**WHAT YOU NEED TO DO**
Copy every entry word for word. Skip the pictures.

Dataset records

_ _ _ _ _ _ _

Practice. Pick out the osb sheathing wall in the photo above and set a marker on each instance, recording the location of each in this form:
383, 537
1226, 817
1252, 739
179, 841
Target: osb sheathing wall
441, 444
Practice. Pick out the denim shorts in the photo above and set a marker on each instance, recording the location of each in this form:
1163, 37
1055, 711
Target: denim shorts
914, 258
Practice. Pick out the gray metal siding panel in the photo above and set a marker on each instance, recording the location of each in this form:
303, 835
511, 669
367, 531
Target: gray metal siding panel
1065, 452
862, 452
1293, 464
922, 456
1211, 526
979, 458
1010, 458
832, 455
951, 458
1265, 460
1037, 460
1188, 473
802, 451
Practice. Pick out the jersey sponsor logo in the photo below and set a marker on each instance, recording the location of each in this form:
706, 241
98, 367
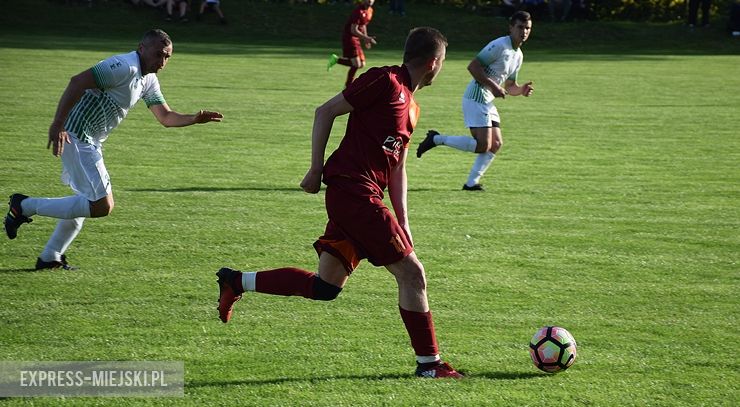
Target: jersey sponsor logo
392, 146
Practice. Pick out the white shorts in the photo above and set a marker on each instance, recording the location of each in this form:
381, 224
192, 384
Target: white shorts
84, 171
479, 114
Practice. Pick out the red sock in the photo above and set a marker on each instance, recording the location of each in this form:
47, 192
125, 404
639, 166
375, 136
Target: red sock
285, 281
421, 331
344, 61
350, 76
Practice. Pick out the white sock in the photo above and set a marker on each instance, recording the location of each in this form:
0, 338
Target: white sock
65, 232
69, 207
428, 359
249, 280
463, 143
480, 165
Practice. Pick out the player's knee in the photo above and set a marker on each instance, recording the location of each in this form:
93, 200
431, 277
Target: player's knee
101, 208
482, 146
413, 277
323, 291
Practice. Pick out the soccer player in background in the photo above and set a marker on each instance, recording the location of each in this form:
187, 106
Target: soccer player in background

_ _ _ _ _ _ _

**SOLUTION**
Practice. Pick out the osb sheathing wall in the photo above and set a marker on each instance, recording the location of each in this form:
383, 537
1226, 817
1252, 739
179, 841
Target: osb sheathing wall
441, 444
Practice. Pick out the denim shorts in the photo above and set a marker on each instance, recording the location of each in this form:
1163, 37
1055, 711
Target: denim shorts
914, 258
Practice. Pick out the gray metal siding panel in the photo above and set a marker on each instance, recording the location of each in this form:
303, 835
511, 669
367, 531
Target: gray metal siding panel
1065, 452
862, 452
1293, 464
922, 456
1211, 526
979, 458
1010, 458
832, 455
951, 458
1265, 460
1037, 460
1188, 473
802, 451
Practice. Pick out the jersey sponsor logo in the photo below and set a marker on each instance, recording the location of each in this form:
706, 241
98, 367
Target: jersey sponsor logo
392, 146
Practice. Pick out the white shorts in the photo above and set a marker on each instance, recording the location of each in this form:
381, 224
192, 384
Target: white shorts
84, 171
479, 114
Practice. Pick out the red sock in the photo above and set a marker on each instance, recording the location of each in this form:
47, 192
125, 404
639, 166
375, 136
Target: red sock
285, 281
421, 331
344, 61
350, 76
Practice. Pick out the white sock in the photo above and set a marker on each instance, recording the location of each in this form:
0, 338
Target: white sock
65, 232
69, 207
428, 359
249, 280
463, 143
480, 165
Practice. Pick out the player's knee in the photo above and set a marker on each instance, recording the location of each in this form:
93, 200
431, 277
Target: player's knee
101, 208
482, 146
413, 277
323, 291
Practice. Pick out the soccer player in background in the photo above and set a marker on each instance, recording the location of each in this form:
187, 106
Target: soccer player in background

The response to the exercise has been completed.